TASK SET:
1 > Answer these questions using the Strong Start passage:
(a) On what date did HHS announce the Strong Start initiative?
(b) How much will the Center for Medicare and Medicaid Innovation award in grants?
(c) What kind of interaction does group prenatal care include?
2 > Transcribe the Strong Start passage from "HHS Strong Start" up to and including "for full-term babies.".

HHS Strong Start Initiative, Part 2: Reducing Premature Births Through Improved Prenatal Care

On February 8, 2012, HHS announced the Strong Start initiative, the goal of which is two-fold: (1) to reduce the number of preterm births that occur among high-risk women and those covered by Medicaid in the U.S., and (2) to campaign for a reduction in the number of early elective deliveries occuring before 39 weeks.  HHS cited that the number of premature births, those occuring prior to 37 weeks, has increased by 36 percent in the last 20 years.  Those premature babies that are covered by Medicaid have health care costs on average of $20,000 during their first year of life, compare to $2,100 for full-term babies.

This part of the initiative aims to improve the prenatal care of Medicaid beneficiaries, and to that end the Center for Medicare and Medicaid Innovation will award $43 million in grants through a competitive process to providers, states, managed care plans and other organizations to provide better care, improve health and reduce costs for Medicaid beneficiaries who are pregnant and at-risk of preterm births and their infants.  The grants, a four-year initiative to test and evaluate the effect improved prenatal care has on prematurity rates, will evaluate three approaches to achieving the objectives of enhancing prenatal care:

  • Group visits:  Group prenatal care will be used, that includes peer-to-peer interaction, in a facilitated setting to assess health and provide both education and psycho-social support.

PROVIDED INFORMATION:
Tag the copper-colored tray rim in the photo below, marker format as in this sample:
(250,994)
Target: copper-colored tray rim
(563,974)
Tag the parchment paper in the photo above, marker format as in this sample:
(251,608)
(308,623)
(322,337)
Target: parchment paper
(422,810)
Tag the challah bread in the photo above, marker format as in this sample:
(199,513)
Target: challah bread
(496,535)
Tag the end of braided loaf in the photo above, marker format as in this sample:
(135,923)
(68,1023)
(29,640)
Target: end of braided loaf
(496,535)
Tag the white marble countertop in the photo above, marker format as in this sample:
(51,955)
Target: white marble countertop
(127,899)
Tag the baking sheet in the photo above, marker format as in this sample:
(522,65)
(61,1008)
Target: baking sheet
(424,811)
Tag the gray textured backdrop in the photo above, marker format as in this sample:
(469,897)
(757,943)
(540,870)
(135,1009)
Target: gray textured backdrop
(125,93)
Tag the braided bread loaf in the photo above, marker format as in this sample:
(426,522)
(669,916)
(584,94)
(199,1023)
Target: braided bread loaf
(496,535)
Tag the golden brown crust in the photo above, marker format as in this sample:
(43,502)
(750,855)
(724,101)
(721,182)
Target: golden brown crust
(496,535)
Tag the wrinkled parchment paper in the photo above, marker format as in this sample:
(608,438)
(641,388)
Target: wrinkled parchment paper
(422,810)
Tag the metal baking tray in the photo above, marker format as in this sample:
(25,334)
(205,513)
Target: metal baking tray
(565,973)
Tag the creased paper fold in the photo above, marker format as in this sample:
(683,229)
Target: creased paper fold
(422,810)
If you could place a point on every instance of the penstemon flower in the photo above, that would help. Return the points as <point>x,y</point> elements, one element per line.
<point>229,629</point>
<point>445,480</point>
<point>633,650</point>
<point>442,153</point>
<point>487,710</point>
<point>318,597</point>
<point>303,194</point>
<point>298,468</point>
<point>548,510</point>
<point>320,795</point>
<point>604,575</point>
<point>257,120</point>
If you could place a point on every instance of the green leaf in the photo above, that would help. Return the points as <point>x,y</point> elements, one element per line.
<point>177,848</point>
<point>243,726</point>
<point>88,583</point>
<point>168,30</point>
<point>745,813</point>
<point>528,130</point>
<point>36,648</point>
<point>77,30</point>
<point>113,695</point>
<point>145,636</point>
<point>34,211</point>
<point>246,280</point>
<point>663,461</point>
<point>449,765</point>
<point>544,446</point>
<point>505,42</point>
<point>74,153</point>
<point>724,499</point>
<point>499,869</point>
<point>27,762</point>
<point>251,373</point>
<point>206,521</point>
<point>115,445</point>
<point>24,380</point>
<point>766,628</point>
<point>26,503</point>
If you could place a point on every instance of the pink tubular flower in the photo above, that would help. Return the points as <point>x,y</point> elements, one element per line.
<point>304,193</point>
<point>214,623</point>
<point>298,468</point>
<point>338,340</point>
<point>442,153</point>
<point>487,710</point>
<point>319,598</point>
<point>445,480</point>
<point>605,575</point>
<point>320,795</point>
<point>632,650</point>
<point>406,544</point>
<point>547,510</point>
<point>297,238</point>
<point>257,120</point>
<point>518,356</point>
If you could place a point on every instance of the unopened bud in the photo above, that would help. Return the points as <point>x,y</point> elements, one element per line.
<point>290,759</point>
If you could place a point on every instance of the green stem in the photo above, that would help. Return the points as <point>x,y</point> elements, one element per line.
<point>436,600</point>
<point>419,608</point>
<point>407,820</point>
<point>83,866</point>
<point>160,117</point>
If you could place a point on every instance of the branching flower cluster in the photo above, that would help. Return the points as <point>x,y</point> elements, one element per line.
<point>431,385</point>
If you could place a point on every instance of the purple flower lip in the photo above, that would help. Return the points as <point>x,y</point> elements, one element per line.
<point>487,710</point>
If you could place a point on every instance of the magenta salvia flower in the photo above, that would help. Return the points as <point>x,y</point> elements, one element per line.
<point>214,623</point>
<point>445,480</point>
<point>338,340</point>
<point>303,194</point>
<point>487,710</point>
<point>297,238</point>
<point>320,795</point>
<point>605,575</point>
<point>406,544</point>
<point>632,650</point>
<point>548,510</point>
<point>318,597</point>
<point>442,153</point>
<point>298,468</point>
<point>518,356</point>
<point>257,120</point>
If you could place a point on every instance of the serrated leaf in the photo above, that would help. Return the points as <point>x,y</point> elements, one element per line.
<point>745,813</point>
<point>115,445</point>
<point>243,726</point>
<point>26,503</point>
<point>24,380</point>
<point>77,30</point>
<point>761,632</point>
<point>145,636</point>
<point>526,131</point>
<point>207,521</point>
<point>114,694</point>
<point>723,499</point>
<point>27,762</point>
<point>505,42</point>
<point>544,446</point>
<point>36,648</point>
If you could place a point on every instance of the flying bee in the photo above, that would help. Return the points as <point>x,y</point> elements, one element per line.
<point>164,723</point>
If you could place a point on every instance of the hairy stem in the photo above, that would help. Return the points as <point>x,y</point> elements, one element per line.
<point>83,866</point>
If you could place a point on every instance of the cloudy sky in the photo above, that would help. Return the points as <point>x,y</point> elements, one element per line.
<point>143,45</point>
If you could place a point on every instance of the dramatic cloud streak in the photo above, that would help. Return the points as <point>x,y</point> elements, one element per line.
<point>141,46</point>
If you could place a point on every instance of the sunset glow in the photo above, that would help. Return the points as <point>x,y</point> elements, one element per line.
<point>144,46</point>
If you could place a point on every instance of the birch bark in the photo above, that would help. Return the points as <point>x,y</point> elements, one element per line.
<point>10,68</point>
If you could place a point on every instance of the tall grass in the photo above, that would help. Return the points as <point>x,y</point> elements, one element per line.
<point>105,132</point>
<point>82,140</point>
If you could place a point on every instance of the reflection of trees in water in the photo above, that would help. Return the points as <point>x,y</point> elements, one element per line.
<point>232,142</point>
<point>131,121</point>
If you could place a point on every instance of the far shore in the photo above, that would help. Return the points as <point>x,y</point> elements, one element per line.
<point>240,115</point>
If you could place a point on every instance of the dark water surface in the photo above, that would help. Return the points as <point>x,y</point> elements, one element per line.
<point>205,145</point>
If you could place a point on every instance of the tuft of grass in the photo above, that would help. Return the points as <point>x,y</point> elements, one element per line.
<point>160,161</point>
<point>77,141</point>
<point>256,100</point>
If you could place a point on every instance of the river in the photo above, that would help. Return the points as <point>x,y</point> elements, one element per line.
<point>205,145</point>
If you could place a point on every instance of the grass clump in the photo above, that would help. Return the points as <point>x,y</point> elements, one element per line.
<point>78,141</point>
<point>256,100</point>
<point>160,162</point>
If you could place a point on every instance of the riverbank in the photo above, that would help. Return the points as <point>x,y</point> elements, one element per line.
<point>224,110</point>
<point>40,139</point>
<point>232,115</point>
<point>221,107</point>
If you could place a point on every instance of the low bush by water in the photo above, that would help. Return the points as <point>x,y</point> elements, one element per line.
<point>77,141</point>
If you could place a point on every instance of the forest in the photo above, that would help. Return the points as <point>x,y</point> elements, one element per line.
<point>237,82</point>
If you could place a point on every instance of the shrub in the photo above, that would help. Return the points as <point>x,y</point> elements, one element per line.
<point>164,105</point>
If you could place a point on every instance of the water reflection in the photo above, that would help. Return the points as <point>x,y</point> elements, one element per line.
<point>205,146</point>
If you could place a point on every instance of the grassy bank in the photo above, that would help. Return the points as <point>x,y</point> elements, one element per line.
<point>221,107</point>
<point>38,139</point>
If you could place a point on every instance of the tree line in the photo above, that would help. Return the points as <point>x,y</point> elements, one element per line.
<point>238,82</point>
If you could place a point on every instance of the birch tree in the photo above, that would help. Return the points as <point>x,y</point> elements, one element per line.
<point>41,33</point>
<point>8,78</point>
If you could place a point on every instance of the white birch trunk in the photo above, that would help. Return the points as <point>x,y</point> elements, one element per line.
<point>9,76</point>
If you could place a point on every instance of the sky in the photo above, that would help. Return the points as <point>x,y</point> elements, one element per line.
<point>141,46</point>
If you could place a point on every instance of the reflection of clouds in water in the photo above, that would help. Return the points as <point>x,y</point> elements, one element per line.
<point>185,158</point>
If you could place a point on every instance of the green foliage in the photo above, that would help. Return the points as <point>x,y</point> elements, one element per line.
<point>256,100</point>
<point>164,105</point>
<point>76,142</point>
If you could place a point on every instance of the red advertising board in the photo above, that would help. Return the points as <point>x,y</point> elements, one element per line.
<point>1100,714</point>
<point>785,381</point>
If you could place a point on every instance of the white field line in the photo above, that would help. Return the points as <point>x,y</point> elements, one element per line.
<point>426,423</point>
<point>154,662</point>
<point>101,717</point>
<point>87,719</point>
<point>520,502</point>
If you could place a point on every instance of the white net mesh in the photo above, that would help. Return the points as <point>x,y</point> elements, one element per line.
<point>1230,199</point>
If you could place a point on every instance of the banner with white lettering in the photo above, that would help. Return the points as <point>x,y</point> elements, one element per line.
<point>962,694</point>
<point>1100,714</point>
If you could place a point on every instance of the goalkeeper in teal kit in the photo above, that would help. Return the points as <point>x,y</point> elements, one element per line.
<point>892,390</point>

TASK-BY-TASK ANSWERS:
1 >
(a) February 8, 2012
(b) $43 million
(c) Peer-to-peer interaction

2 >
HHS Strong Start Initiative, Part 2: Reducing Premature Births Through Improved Prenatal Care

On February 8, 2012, HHS announced the Strong Start initiative, the goal of which is two-fold: (1) to reduce the number of preterm births that occur among high-risk women and those covered by Medicaid in the U.S., and (2) to campaign for a reduction in the number of early elective deliveries occuring before 39 weeks.  HHS cited that the number of premature births, those occuring prior to 37 weeks, has increased by 36 percent in the last 20 years.  Those premature babies that are covered by Medicaid have health care costs on average of $20,000 during their first year of life, compare to $2,100 for full-term babies.